'''
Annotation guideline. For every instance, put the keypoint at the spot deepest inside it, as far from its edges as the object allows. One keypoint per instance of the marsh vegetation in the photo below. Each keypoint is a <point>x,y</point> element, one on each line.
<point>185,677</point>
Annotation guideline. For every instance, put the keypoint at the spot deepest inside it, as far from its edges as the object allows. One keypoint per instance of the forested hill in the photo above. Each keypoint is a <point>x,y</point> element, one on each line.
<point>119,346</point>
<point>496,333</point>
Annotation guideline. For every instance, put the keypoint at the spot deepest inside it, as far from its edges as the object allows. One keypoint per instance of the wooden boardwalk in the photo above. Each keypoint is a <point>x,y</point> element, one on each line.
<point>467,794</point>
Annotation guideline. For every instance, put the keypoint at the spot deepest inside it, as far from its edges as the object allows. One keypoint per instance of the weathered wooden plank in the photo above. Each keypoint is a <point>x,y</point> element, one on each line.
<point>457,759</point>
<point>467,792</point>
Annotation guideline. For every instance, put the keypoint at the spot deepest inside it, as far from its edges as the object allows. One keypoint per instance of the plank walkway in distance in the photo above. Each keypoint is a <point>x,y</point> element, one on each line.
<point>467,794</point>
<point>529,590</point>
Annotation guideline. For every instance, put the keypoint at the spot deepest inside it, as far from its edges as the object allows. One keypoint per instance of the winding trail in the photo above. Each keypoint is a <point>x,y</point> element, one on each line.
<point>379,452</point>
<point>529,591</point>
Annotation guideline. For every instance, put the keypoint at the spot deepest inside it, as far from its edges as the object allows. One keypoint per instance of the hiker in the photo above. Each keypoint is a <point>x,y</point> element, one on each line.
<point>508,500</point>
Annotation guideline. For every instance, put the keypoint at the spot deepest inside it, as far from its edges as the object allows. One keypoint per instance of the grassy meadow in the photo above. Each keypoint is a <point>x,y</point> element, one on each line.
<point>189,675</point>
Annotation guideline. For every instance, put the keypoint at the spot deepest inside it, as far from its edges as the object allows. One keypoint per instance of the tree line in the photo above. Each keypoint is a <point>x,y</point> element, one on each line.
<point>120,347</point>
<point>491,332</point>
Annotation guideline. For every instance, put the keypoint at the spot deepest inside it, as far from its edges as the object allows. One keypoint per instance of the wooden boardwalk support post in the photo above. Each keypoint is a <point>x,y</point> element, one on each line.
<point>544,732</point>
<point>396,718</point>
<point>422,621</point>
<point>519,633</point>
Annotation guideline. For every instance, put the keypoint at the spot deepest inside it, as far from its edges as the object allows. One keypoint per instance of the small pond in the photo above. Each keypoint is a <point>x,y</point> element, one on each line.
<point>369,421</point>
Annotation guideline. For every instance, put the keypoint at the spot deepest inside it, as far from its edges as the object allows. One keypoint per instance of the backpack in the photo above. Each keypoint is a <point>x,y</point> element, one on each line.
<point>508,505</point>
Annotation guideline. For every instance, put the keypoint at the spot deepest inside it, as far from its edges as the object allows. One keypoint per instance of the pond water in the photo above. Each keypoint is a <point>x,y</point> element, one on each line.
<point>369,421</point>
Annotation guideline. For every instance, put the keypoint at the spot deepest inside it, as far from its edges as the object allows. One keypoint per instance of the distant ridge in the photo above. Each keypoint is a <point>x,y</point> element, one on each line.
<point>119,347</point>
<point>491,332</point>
'''
▸ Work instruction
Your answer must consist of every line above, transcribed verbatim.

▸ Output of the task
Annotation guideline. For every instance, put the keypoint at the spot deepest inside it, as far from its edges as the object allows. One keypoint per instance of the marsh vegetation in the photo below. Each keypoint is a <point>x,y</point> element, one on each line.
<point>185,677</point>
Annotation guideline. For every instance, put the keypoint at the spot deepest inside it, as far from its edges as the object allows. One keypoint per instance of the forested hill in the photo above. Each keypoint is a <point>x,y</point> element, one on each line.
<point>119,346</point>
<point>496,333</point>
Annotation guideline. For every instance, put the keypoint at the spot deepest inside it, as far from its edges as the object allows. One keypoint per instance of the wooden boardwalk in the photo above. Each keypoint is a <point>x,y</point> element, one on each line.
<point>467,794</point>
Annotation guideline. For every instance, put the keypoint at the spot deepest inside it, as far from its edges as the object allows. One keypoint per instance of the weathered wooden plank in the photo above. Each keypoint is a <point>x,y</point> element, one on each line.
<point>457,759</point>
<point>467,792</point>
Annotation guideline. For every instance, put the keypoint at the spot deepest inside it, as far from its edges as the object allows. One keypoint per instance of the plank walkway in distance in the photo above. Each keypoint is a <point>x,y</point> element, one on each line.
<point>467,794</point>
<point>529,590</point>
Annotation guideline. For every instance, put the keypoint at the spot deepest inside it, as far from its edges as the object allows. One keypoint per instance of the winding trail in the photo above. Each keypoint is a <point>x,y</point> element, one on each line.
<point>379,452</point>
<point>529,591</point>
Annotation guideline. For every instance, put the keypoint at the spot deepest inside it, as far from its edges as the object allows. One keypoint per instance of the hiker in the photo above. Each keypoint is a <point>x,y</point> element, one on each line.
<point>508,500</point>
Annotation guideline. For every instance, put the keypoint at the spot deepest inside it, as far from its edges as the object allows. One keypoint per instance of the grassy meadow in the photo above. Each keypoint is a <point>x,y</point> element, one on each line.
<point>189,675</point>
Annotation guideline. For every instance, put the keypoint at the spot deepest inside it, as far from its edges as the object allows. One keypoint per instance of the tree line in the photo above. Each keypoint is a <point>x,y</point> element, one on each line.
<point>120,347</point>
<point>491,332</point>
Annotation guideline. For every instance, put the keypoint at the spot deepest inside it, as far from its edges as the object allows. One keypoint per instance of the wooden boardwalk support post in the photo above. Each keypoint is a <point>x,y</point> element, one on each line.
<point>544,732</point>
<point>396,718</point>
<point>422,621</point>
<point>519,633</point>
Annotation guideline. For every instance, put the keypoint at the spot deepest inside it, as far from its edges as the object allows. One keypoint per instance of the small pond in the photo above. Each keypoint is a <point>x,y</point> element, one on each line.
<point>369,421</point>
Annotation guideline. For every instance, put the keypoint at the spot deepest inside it, as far from its edges as the object allows. One keypoint per instance of the backpack in the photo above. Each keypoint is a <point>x,y</point> element, one on each line.
<point>508,505</point>
Annotation guideline. For every instance, put the keypoint at the spot deepest inside it, as far from its edges as the object allows. One keypoint per instance of the pond water in the photo above. Each keypoint is a <point>x,y</point> element, one on each line.
<point>369,421</point>
Annotation guideline. For every instance, put the keypoint at the spot deepest inside it, as far from its edges as the object allows. One keypoint per instance of the distant ridge in the photo above. Each keypoint is a <point>x,y</point> element, one on each line.
<point>119,347</point>
<point>491,332</point>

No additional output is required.